**Text shown**
Friday, February 03, 2006

These bishops should resign in disgrace

In this instance I'm not talking about Francis George of Chicago and Joseph Imesch of Joliet, Illinois, both suffering from their incompetent handling of sex-abuse cases. Nope, I'm talking about people like Raymond Burke of St. Louis and Charles Chaput of Denver who did everything in their power to make sure Catholics felt morally obliged to vote for George Bush. How did they do this? By making abortion, euthanasia, stem-cell research, and gay marriage the only issues Catholics should vote on--not welfare, not war and peace, not a just system of taxation, not health care.

Why am I bringing this up now? Because today Bush asked for another $70 billion in funds for his unjust war in Iraq--you know, the one predicated on bad intelligence and scare tactics. That brings the total to $390 billion on Iraq alone (despite the fact the administration fired Lawrence Lindsay for suggesting the Iraq adventure would cost $200 billion). That's $390 billion not going to the 46 million Americans without health insurance, $390 billion not going to education, $390 billion not going to drug abuse and crime prevention, $390 billion not going to securing ports and high-risk targets from terrorism, $390 billion not going to protecting the environment--the adverse effects of which fall most heavily on poor children, who have asthma and childhood cancer at alarming rates. In the end, it's $390 billion worth of screwing the poor. And don't forget, the most recent budget cut $40 billion from Medicare, Medicaid, and student loans--while Halliburton and Exxon executives got stinking rich. Yeah, yeah, it's just market forces. Nope, it's gross injustice.

**Available data**
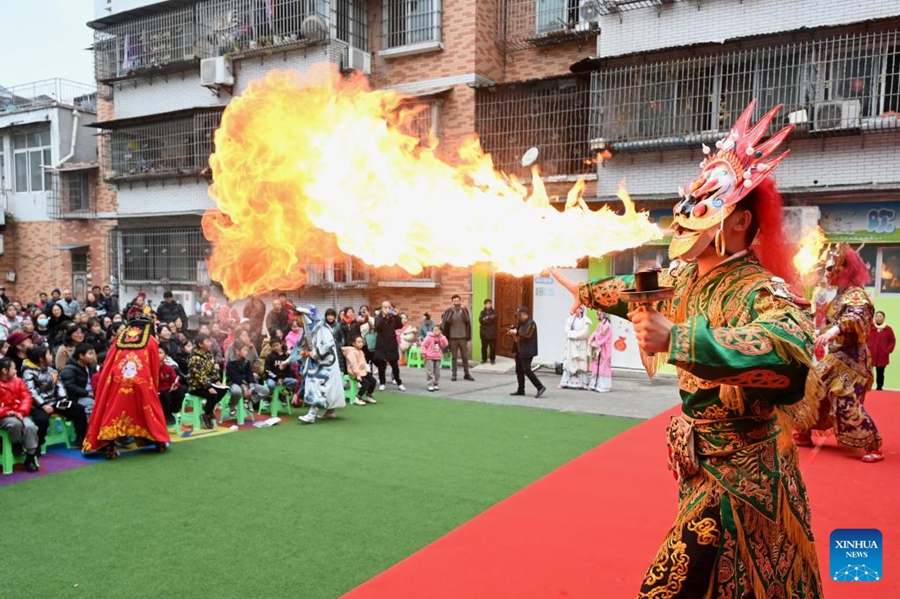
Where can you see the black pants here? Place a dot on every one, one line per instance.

**Brief 1**
Answer these from the blog post on the bishops:
(a) Which bishops of St. Louis and Denver does the writer say should resign?
(b) How much additional money did Bush request for Iraq on the day of the post?
(c) By how much did the most recent budget cut Medicare, Medicaid, and student loans?
**Brief 2**
In the blog post on the bishops, what are all the things the writer says the $390 billion is "not going to"?
**Brief 3**
Carry on the blog post on the bishops and the Iraq war from its last sentence.
The listing comes from a separate source and has no connection to the blog post.

**Final answer 1**
(a) Raymond Burke of St. Louis and Charles Chaput of Denver
(b) $70 billion
(c) $40 billion

**Final answer 2**
- the 46 million Americans without health insurance
- education
- drug abuse and crime prevention
- securing ports and high-risk targets from terrorism
- protecting the environment

**Final answer 3**
On top of it all, the abortion rate has not declined one iota since Bush has been in office, despite him beating the "culture of life" drum; even if Roe v. Wade gets overturned by the Roberts-Alito-Scalia-Thomas axis, the abortion rate won't go down. The issue will simply return to the states. But I guarantee you that if pre- and post-natal care were guaranteed every pregnant woman and every child, and if nutrition, housing, childcare and education assistance for single pregnant women were priorities, the abortion rate would go down. But no one, not even Bush-voting Catholics evidently, is willing to pay a red cent in higher taxes to save unborn children. We'd rather make abortion illegal, blame women for having sex and getting pregnant out of wedlock, and doom their children to poverty than accept that we have moral responsibility for every single child of God born, no matter how or to whom or in what circumstances. That's what it means to be pro-life, pro-child, and pro-family as far as I'm concerned.

I know, I know, this is supposed to be about Catholicism not politics, and it is. We Catholics from right to left should be able to agree, based on Catholic social teaching, that domestic policy should be directed first to the needs of the poor and vulnerable (not to trickle-down economic nonsense), that health care is a human right, that war, if ever undertaken, should only be engaged in as an absolute last resort. And single-issue bishops like Chaput and Burke share at least part of the blame for acting like it was a sin to vote for John Kerry.